• WHAT TO WORK ON:
Return the data exactly, without pictures.
::::
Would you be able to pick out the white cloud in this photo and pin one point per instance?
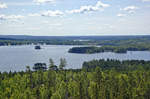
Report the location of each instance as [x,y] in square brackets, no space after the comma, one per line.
[121,15]
[5,17]
[3,5]
[51,13]
[145,0]
[34,14]
[99,6]
[130,9]
[43,1]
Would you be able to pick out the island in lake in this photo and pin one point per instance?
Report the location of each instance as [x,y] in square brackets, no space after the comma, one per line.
[115,49]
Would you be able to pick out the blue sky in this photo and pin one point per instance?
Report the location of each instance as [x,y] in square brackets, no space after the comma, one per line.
[74,17]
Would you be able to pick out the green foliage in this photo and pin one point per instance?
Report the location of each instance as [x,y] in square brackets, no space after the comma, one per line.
[76,84]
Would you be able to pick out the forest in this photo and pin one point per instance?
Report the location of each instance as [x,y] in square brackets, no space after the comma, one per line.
[99,82]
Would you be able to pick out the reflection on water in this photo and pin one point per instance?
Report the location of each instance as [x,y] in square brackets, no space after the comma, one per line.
[16,58]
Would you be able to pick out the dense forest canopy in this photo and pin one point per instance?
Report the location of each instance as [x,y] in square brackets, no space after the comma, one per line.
[98,79]
[96,83]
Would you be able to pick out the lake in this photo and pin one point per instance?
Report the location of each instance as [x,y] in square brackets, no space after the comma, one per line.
[16,58]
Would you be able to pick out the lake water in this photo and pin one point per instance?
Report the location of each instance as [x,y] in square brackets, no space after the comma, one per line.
[16,58]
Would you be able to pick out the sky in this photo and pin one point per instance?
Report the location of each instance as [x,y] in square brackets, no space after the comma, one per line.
[74,17]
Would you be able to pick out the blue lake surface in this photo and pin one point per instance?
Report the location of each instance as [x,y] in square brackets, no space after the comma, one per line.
[16,58]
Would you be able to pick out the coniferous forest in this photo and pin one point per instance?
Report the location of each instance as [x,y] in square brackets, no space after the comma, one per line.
[55,82]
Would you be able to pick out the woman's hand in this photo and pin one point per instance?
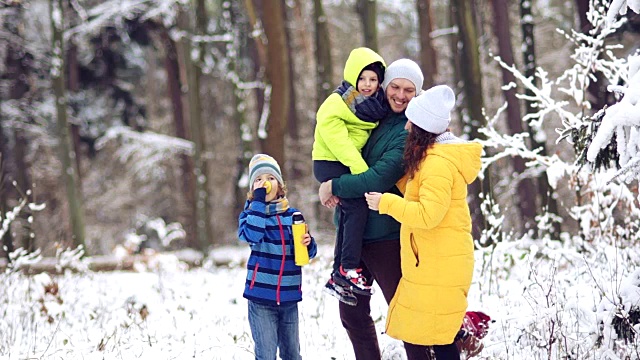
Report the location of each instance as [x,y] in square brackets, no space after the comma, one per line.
[306,239]
[326,197]
[373,200]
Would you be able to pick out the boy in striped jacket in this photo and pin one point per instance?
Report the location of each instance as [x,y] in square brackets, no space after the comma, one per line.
[273,283]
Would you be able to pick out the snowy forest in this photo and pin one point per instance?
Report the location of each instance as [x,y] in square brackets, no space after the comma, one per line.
[127,126]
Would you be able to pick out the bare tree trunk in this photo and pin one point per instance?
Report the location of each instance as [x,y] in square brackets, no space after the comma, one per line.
[278,76]
[7,239]
[428,58]
[69,170]
[242,124]
[366,10]
[472,78]
[14,168]
[545,191]
[526,187]
[201,211]
[73,69]
[292,117]
[174,87]
[323,54]
[597,89]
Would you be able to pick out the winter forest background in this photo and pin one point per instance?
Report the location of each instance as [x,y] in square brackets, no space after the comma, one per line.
[127,125]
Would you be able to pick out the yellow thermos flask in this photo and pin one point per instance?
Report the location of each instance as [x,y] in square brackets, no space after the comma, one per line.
[299,229]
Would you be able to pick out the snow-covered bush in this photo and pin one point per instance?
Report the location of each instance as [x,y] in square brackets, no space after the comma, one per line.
[590,313]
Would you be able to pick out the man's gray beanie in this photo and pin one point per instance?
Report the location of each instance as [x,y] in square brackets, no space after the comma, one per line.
[404,69]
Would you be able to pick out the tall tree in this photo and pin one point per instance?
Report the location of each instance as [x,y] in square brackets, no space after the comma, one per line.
[7,240]
[366,10]
[292,116]
[18,68]
[194,73]
[69,170]
[174,87]
[471,76]
[278,76]
[525,185]
[324,67]
[597,88]
[428,59]
[529,60]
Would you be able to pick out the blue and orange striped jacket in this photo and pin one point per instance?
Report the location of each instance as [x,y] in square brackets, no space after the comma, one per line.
[272,275]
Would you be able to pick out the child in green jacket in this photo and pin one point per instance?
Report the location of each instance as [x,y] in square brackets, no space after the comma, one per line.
[344,121]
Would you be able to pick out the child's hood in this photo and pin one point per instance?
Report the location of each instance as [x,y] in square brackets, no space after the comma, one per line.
[358,59]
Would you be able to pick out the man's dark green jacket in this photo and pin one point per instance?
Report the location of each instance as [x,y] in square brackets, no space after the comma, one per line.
[383,153]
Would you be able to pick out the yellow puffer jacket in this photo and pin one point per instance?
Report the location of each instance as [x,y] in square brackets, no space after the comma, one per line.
[339,134]
[436,247]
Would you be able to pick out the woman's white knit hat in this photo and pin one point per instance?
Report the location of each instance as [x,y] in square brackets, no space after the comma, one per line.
[431,110]
[263,164]
[404,69]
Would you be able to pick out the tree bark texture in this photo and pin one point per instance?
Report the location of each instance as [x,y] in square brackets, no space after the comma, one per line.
[323,54]
[525,185]
[278,76]
[201,196]
[174,88]
[428,58]
[469,60]
[69,170]
[366,10]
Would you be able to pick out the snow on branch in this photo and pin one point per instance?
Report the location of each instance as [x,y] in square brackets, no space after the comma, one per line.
[11,215]
[619,7]
[623,119]
[145,151]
::::
• REPLY:
Would you be able to pick out the white cloud in this photo and pin one point per instance?
Report the location of each instance as [x,y] in square brackets, no space after the comma, one per line.
[121,15]
[5,17]
[3,5]
[51,13]
[145,0]
[34,14]
[99,6]
[130,9]
[43,1]
Would you be able to pick out the island in lake in this photo and pin one point per instance?
Report the location of each instance as [x,y] in square brackets, no space after the comma, one per line.
[115,49]
Would you be able to pick out the blue sky in this photo and pin one point per instance?
Report the location of each instance as [x,y] in square brackets, no space after the comma, one per line.
[74,17]
Would you be able to pick out the green foliage in this photo and pin one point per instance?
Report the location of each instance as [x,y] in square brackets, no space after the comma, one per line.
[76,84]
Would you be able to pick out the forest in this photo and pin one point per instance?
Report the location of each instance as [x,y] in square brackets, no space after the comma, one per line.
[99,82]
Would you be able to pick out the reflection on water in this photo and pin one point per instance?
Report the location of each instance as [x,y] in square brackets, no space after the comma, one per line.
[16,58]
Would you be able to pick out the dense forest canopy in this photo and pin one point per instance?
Report the location of each instance as [x,y] in square brackets, no space after the comma, one per line.
[98,79]
[96,83]
Would you be able to pick out the lake in this photo and pin one point per instance?
Report the location of each instance as [x,y] in square brackets, no space after the comma, one per line.
[16,58]
Would you be able to pick out the lake water in this photo and pin one point per instance?
Report the location of each instance as [x,y] in square brackets, no space after the comma, one per line.
[16,58]
Would you be able to pick out the sky in this photo and pin one point per instance?
Report the location of each instance as [x,y] in square brackets, no space after the comma, one per line.
[74,17]
Would you be able to pick out the blue lake surface in this photo and pin one point per instance?
Report the location of each instance as [x,y] in square brackets, no space after the comma, one per line.
[16,58]
Would you be able to pick out the coniferous forest in this photo and pin one point per instance?
Report the location of each instance as [x,y] in square brackets, no space after the comma, one per line.
[55,82]
Would you be able to pick out the woman's hand in this photo and pin one point per instance?
Report the location of each instance as [x,y] in square brackets, no space after the comma, one per line.
[306,239]
[326,197]
[373,200]
Would you be able to pick out the boy in striped jacket in this photo and pin one point per instance?
Report the location of each instance as [x,y] in square brackets, no space after the comma, one per line.
[273,283]
Would you be able to pick out the snowy forest in this photo and pin one point per instance?
Report the location of each instance as [x,y] in square brackets, no space after the comma, one per line.
[127,126]
Would you be able to pick out the bare tree trunk in this photo and pin one point per instance?
Report the location of each instance as [x,y] in square brackets, no space after the comma, one per line.
[278,76]
[7,239]
[428,58]
[69,170]
[242,124]
[366,10]
[472,78]
[14,168]
[545,191]
[526,187]
[201,211]
[73,69]
[292,117]
[174,87]
[323,54]
[597,89]
Would you be able to pick out the winter forest background in this photo and pin one point per instance?
Report the location of each instance as [x,y] in square brackets, no space after the comma, one per line.
[127,125]
Would you be able to pick out the yellow thermos flask in this photo and pin one point per instance?
Report the location of each instance as [x,y] in square brackets, no space after the comma, one per line.
[299,229]
Would you be able to pick out the snow-covered bush in this photo and pin one point per instance?
Report the location of each instance as [x,y] in square brackets, no space after the comma, one per line.
[590,313]
Would you be able to pick out the man's gray beanie in this photo and pin one point per instance?
Report the location of each instance as [x,y] in square brackets, no space after the comma, one per line.
[404,69]
Would you be able to pick out the tall tree in this photo and pin one point per instance?
Report the location of each instance as [x,y] in square brackets, no space after the comma, one per line.
[7,240]
[366,10]
[292,116]
[18,68]
[194,73]
[69,170]
[174,87]
[471,76]
[278,76]
[525,185]
[324,67]
[597,88]
[428,59]
[529,60]
Would you be able to pick out the blue and orange striped jacket in this photo and pin one point per instance?
Report the location of each instance as [x,y] in square brackets, no space after the comma, one per line.
[272,275]
Would you be able to pick out the child in green jacket in this photo and pin one point per instance?
Report the location of each instance as [x,y] in square brackets, no space after the comma, one per line.
[344,121]
Would you be able to pick out the child's hood in this photo and pin one point per instance?
Report the location of each instance as [x,y] in square brackets, no space after the comma, one per line.
[358,59]
Would you be able to pick out the man's dark green jacket in this photo and pin one point per instance?
Report the location of each instance as [x,y] in square brackets, no space after the comma, one per line.
[383,153]
Would you be able to pick out the yellow puffer jacket in this photo and pin one point per instance?
Report the location of each instance as [x,y] in square brackets, no space after the comma, one per line.
[339,134]
[436,247]
Would you be able to pick out the woman's white knit hat in this photo and pin one point per instance?
Report the location of each instance as [x,y] in square brackets, no space after the comma, one per line.
[431,110]
[263,164]
[404,69]
Would you be able to pick out the tree bark texture in this photo and pin one point per instance?
Report the location of each instance as [x,y] in square brackets, no space after the comma, one per line.
[323,54]
[525,185]
[278,76]
[201,196]
[174,88]
[428,58]
[469,60]
[69,170]
[366,10]
Would you be able to pick out the snow on branch in this photo and pin one point per instance?
Report the location of each instance as [x,y] in square brackets, no space after the comma, one per line.
[11,215]
[619,7]
[623,119]
[145,151]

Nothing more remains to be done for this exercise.